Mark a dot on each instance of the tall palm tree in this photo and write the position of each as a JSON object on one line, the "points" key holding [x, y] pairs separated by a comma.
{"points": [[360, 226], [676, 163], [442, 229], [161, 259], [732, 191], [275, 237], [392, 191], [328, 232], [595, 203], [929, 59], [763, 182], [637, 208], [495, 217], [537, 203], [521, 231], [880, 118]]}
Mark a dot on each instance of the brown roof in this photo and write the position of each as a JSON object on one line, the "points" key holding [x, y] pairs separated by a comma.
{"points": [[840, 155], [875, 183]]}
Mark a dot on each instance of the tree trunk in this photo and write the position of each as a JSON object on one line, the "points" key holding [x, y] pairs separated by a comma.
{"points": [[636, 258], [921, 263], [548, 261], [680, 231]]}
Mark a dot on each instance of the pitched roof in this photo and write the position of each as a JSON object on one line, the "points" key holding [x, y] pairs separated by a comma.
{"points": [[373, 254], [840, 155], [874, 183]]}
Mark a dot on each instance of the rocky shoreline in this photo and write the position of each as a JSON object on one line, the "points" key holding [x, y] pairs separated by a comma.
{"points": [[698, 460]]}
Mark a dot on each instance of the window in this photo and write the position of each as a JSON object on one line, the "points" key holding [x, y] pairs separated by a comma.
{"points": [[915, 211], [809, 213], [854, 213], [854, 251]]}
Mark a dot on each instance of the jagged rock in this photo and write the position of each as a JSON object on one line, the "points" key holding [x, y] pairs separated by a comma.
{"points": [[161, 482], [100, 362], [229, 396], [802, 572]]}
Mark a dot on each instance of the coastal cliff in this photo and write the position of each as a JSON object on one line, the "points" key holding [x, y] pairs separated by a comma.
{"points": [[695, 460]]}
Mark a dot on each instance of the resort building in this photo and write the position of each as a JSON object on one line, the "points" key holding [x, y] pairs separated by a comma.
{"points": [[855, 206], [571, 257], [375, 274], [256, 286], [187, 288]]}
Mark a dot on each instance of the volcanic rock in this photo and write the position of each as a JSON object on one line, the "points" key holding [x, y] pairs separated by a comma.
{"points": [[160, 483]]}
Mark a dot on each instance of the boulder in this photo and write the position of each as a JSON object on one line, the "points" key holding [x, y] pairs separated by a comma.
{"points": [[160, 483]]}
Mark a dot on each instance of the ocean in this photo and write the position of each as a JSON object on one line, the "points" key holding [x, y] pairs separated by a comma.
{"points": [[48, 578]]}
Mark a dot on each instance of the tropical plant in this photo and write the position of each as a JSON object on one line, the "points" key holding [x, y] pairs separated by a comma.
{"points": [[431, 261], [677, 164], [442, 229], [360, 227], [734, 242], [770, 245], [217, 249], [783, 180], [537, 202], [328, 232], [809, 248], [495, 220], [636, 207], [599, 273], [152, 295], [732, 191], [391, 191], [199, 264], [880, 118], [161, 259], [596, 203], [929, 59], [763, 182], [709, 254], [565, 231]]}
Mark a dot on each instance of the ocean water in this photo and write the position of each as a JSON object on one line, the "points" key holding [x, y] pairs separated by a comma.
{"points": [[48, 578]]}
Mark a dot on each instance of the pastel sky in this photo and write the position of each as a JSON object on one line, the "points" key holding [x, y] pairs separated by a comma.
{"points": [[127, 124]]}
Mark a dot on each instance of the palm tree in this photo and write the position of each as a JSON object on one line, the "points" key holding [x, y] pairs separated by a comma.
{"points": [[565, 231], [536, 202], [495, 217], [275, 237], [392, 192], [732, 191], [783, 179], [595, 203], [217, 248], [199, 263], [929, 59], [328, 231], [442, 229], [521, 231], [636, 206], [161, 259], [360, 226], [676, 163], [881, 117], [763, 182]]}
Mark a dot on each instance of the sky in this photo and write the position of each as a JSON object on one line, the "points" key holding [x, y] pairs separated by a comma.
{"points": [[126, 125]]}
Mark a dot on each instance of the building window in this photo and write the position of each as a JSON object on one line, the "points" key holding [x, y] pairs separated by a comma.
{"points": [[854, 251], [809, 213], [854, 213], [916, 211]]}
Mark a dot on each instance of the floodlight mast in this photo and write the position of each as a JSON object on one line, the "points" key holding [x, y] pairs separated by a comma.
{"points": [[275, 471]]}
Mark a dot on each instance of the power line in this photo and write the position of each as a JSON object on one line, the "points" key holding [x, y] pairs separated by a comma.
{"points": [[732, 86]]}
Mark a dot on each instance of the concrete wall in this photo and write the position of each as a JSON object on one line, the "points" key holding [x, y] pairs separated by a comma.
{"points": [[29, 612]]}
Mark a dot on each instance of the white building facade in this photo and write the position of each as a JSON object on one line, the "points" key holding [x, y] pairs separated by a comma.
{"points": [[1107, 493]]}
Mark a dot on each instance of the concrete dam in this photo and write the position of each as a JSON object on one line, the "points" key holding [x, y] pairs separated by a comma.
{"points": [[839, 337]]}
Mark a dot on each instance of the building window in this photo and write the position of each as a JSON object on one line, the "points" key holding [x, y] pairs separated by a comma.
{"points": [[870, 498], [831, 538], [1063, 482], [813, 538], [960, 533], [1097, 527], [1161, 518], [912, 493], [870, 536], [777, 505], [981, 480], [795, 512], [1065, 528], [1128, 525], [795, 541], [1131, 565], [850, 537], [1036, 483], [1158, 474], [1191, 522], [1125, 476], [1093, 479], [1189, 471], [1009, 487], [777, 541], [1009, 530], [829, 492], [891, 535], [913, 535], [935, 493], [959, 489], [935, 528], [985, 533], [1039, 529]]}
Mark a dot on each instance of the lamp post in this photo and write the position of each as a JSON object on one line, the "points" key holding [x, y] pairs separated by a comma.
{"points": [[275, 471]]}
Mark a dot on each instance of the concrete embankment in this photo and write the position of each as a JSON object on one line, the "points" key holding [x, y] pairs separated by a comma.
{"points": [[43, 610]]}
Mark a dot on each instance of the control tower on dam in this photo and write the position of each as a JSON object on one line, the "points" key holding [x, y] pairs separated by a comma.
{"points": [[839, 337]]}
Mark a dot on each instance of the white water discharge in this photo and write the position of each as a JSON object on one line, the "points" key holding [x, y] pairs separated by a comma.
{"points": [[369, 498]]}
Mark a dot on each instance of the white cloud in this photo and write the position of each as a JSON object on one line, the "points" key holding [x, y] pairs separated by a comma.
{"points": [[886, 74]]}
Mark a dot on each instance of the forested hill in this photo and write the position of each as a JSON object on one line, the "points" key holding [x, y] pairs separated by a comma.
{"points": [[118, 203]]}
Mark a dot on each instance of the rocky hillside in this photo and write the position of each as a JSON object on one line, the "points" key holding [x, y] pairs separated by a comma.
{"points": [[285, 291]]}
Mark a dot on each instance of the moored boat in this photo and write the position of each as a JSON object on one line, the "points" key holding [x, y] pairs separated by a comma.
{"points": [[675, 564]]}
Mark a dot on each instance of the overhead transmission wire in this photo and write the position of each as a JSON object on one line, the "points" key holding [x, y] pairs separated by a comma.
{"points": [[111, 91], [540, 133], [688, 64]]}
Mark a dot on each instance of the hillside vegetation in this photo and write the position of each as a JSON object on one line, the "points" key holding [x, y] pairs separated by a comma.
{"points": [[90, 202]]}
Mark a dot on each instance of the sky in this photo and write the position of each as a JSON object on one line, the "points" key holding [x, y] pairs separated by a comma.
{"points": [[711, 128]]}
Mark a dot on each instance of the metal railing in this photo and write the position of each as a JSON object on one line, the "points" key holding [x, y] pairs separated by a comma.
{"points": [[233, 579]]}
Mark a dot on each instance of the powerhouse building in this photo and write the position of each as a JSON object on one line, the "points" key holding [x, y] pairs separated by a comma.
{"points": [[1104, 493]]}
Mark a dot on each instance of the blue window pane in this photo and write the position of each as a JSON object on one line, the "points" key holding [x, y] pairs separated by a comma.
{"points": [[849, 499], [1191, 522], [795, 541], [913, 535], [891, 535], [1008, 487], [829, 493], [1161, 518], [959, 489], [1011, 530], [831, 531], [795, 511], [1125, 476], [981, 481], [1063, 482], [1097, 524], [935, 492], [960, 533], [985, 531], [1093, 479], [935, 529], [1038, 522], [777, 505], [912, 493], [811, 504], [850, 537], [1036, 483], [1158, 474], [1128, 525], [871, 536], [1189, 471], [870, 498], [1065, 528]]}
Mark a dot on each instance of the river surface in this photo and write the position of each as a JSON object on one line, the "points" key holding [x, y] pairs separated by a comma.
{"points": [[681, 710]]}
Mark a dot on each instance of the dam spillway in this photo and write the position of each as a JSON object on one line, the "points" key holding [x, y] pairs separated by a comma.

__Work to complete__: Exactly and exclusively, repeat the lines from the line that contains "Mark a dot on each instance of the powerhouse" through the end of the records, both ends included.

__Exercise response__:
Mark a dot on each instance of the powerhouse building in this photo and write the position of each as a JSON object on one line, the "points" key holding [x, y] pairs separated by a comma.
{"points": [[1104, 493]]}
Mark a dot on each instance of the blue window pane in this photo and write the position of each as a JSON object on one line, the "points" key holding [x, y] pairs separated by a comma.
{"points": [[849, 499], [1191, 522], [795, 541], [913, 535], [891, 535], [1008, 487], [829, 493], [1161, 518], [959, 489], [1011, 530], [831, 531], [795, 511], [1125, 476], [981, 481], [1063, 482], [1097, 524], [935, 492], [960, 533], [985, 531], [1093, 479], [935, 529], [1038, 522], [777, 505], [912, 493], [811, 504], [850, 537], [1036, 483], [1158, 474], [1128, 525], [871, 536], [1189, 471], [870, 498], [1065, 528]]}
Mark a dot on each instance of the river surface in this photo and write the position of each as a JSON object on one line, the "points" key holding [x, y] pairs separated by a comma.
{"points": [[681, 710]]}
Mark a dot on each instance of the dam spillway in this photo and write the position of each as a JSON object on one line, the "points" key holding [x, y] pairs separated by a comma.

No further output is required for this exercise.